Problems and tasks
a – List every abbreviation that the session listings introduce in parentheses, each with the full term it stands for.
b – In the session listings, reproduce the passage starting at "Testing for genetic" and ending at "from existing methods." word for word.

Given passage
════

Presenter: Minsun Song

When: Friday, July 15, 2016      Time: 11:00 AM - 12:30 PM

Room: Salon C Carson Hall (Level 2)

Session Synopsis:

Testing for genetic associations in arbitrarily structured populations

We present a new statistical test of association between a trait and genetic markers, which we theoretically and practically prove to be robust to arbitrarily complex population structure. The statistical test involves a set of parameters that can be directly estimated from large-scale genotyping data, such as those measured in genome-wide associations studies (GWAS). We also derive a new set of methodologies, called a genotype-conditional association test (GCAT), shown to provide accurate association tests in populations with complex structures, manifested in both the genetic and non-genetic contributions to the trait. Our proposed framework provides a substantially different approach to the problem from existing methods.

Genetics 2

Presenter: Matthijs Vynck

When: Friday, July 15, 2016      Time: 11:00 AM - 12:30 PM

Room: Salon C Carson Hall (Level 2)

Session Synopsis:

Threshold setting in duplex digital PCR experiments

Digital PCR (dPCR) technology can be used to quantify nucleic acid concentrations by measuring the presence or absence of one or more nucleic acid(s) in a large number of partitions (up to one million). This is done by measuring the fluorescence intensity for each single partition. The fluorescence intensity can be measured in one or multiple channels. Depending on the experimental setup and instrument, the obtained data is typically either univariate (measurement of a single fluorescent dye, single channel) or bivariate (measurements of two fluorescent dyes, two channels). In the case of univariate measurements, a partition is subsequently determined to be positive or negative depending on its fluorescence intensity. For bivariate measurements the partition is classified as negative, double positive or positive for one or the other channel (i.e. four possible outcomes). In order to classify the partitions accurately, a correct fluorescence level threshold needs to be determined. Using negative control samples (no target nucleic acid present) and (bivariate) extreme value theory we have developed a method for modeling the extremal fluorescence intensities of the negative partitions. Based on this extreme value distribution we subsequently select the threshold. We discuss some important statistical considerations when setting a threshold and how they relate to the dPCR context. We furthermore demonstrate the use and importance of the methodology on dPCR measurements from two studies: low-level HIV quantification (univariate measurements) and copy number determination in human trisomy samples (bivariate measurements). References: [1] Trypsteen, W., Vynck, M., De Neve, J., et al. (2015). ddpcRquant: threshold determination for single channel droplet digital PCR experiments. Analytical and Bioanalytical Chemistry, 407(19), 5827-5834.

════

Data for review
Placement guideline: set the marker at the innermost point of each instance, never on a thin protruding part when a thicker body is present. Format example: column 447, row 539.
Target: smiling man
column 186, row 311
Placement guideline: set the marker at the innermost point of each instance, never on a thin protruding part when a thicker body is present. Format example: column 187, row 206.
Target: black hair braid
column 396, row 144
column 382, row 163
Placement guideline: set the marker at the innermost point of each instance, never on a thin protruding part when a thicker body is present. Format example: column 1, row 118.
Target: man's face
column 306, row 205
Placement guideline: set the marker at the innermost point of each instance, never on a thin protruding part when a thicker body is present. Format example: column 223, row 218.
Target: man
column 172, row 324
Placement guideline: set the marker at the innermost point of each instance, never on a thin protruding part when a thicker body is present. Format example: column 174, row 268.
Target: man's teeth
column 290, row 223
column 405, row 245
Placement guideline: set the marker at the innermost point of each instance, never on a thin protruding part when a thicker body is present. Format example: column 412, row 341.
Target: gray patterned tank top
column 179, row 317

════

Exercise answers
a –
GWAS: genome-wide associations studies
GCAT: genotype-conditional association test
dPCR: Digital PCR

b –
Testing for genetic associations in arbitrarily structured populations

We present a new statistical test of association between a trait and genetic markers, which we theoretically and practically prove to be robust to arbitrarily complex population structure. The statistical test involves a set of parameters that can be directly estimated from large-scale genotyping data, such as those measured in genome-wide associations studies (GWAS). We also derive a new set of methodologies, called a genotype-conditional association test (GCAT), shown to provide accurate association tests in populations with complex structures, manifested in both the genetic and non-genetic contributions to the trait. Our proposed framework provides a substantially different approach to the problem from existing methods.